Excerpt to read =>
-*-

"For as long as we can remember, we feel like we’ve been taught that the default, 'normal' image of a romantic relationship looks a very specific kind of way – usually heterosexual, with each person of the same race, age, body type and size etc. But the truth is, real-life relationships are far more colourful and diverse than this, and they deserve far more representation."
Photographer duo Rona Bar and Ofek Avshalom, both 27 years old, are discussing the ideas behind their latest shared photo project, Us, a gorgeous series of portraits documenting lovers together at home. Sensitively shot in warm, natural light, the images are an honest and intimate window into an array of unique love stories, featuring couples in Israel, the UK and various places across Europe. "From the very beginning, we aimed to photograph real-life relationships, and we really wanted to represent couples you don’t often see in mainstream media," the duo adds.
Now based in London, Bar and Avshalom were both born and raised in Israel, with Bar growing up near Tel Aviv and Avshalom hailing from the north of the country. Bar remembers wanting to express herself artistically as far back as she can recall, and she studied music and cinema before discovering that the camera was a way of making the dreamy visuals of her imagination come alive. Avshalom, meanwhile, pursued sports in his teenage years until a car accident when he was 18 left him needing to change course. He found his way to music and photography, which felt like soul-stirring outlets at that time in his life.

-*-

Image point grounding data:

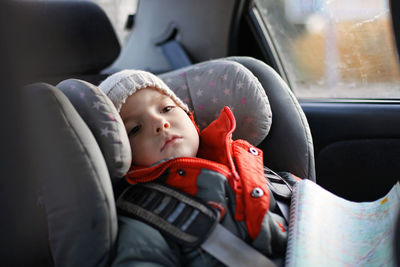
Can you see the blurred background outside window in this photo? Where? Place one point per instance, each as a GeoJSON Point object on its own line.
{"type": "Point", "coordinates": [334, 48]}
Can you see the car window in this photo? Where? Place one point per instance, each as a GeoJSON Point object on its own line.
{"type": "Point", "coordinates": [333, 48]}
{"type": "Point", "coordinates": [118, 12]}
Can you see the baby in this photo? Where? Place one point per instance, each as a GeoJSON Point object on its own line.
{"type": "Point", "coordinates": [166, 142]}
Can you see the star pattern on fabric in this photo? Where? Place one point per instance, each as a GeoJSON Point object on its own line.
{"type": "Point", "coordinates": [111, 116]}
{"type": "Point", "coordinates": [105, 131]}
{"type": "Point", "coordinates": [249, 119]}
{"type": "Point", "coordinates": [96, 105]}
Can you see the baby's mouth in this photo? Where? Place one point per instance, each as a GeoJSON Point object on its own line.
{"type": "Point", "coordinates": [169, 141]}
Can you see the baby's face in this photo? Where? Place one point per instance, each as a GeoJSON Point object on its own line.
{"type": "Point", "coordinates": [157, 128]}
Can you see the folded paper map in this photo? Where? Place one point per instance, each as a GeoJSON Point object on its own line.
{"type": "Point", "coordinates": [326, 230]}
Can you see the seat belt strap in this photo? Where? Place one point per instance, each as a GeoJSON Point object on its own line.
{"type": "Point", "coordinates": [189, 222]}
{"type": "Point", "coordinates": [233, 251]}
{"type": "Point", "coordinates": [175, 54]}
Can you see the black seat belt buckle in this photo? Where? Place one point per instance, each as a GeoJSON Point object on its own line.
{"type": "Point", "coordinates": [280, 188]}
{"type": "Point", "coordinates": [183, 218]}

-*-

Assignment A =>
Answer these questions about the article on the Us photo project:
(i) How old are Rona Bar and Ofek Avshalom?
(ii) In which places were the couples in the series photographed?
(iii) What happened to Avshalom when he was 18?
Assignment B => Continue the article on the Us photo project, beginning right after its final sentence.

Task output A =>
(i) They are both 27 years old.
(ii) The couples are in Israel, the UK and various places across Europe.
(iii) He was in a car accident that left him needing to change course.

Task output B =>
The idea for Us began blossoming back in 2020 during the first COVID-19 lockdown, inspired by Bar and Avshalom’s own relationship – they are partners not only in work but in life, too. "We actually met through a photography project we were both working on at the time, and we realised we share the same artistic vision," they remember fondly. "That led us to start working together on a regular basis, and it was only after a year that it became romantic." Stuck in place during lockdown, living together and both feeling uninspired by their work at the time, they came up with the idea to meet and photograph other couples, thinking it could be interesting to have lovers both in front of and behind the lens. How would it change the gaze, they wondered? Would it enrich the resulting photos' sense of intimacy and connection?
Over the next two years, Bar and Avshalom set out to take as many couples’ portraits as they could. The first couples they photographed were people they knew but, slowly, they started to find interested strangers and received messages from people wanting to participate as the project took off on social media.
"The connection between the couples is one of the main things we wanted to focus on because we wanted to capture their intimacy and togetherness," Bar and Avshalom explain. "Sometimes we directed them to a specific pose we had in mind and sometimes we gave them the freedom to just be with each other and choose poses themselves, with only some small tweaks from our side."
All of the images were shot in and around the couples’ homes but where exactly was up to them and the circumstances of the day. Some are seen lounging together on their beds, while others are in the quiet corners of living rooms or kitchens. "We always tried to find different spots around the houses but usually there was one that felt like it was telling a couple's story best. Most importantly we wanted to simplify the story and the styling, and we wanted it to be natural."
In some of the images, couples have chosen to embrace their nakedness and wrap themselves up in each other for the camera; in others, physical connections are more subtly represented through gestures like holding hands or leaning gently on one another. Either way, a glorious sense of comfort and closeness radiates from each of them. "We wanted to have the option to show skin because this project is about humanity and not about anything else, like fashion, for example, and the key to doing this right lay in our communication with the couples," the duo explains. "We always talked before the shoots, let them know what we’re looking for and then allowed them to decide what they were comfortable with. Of course, we were not always looking for nudity – the process was mostly just about getting to know them and how best to represent their relationships."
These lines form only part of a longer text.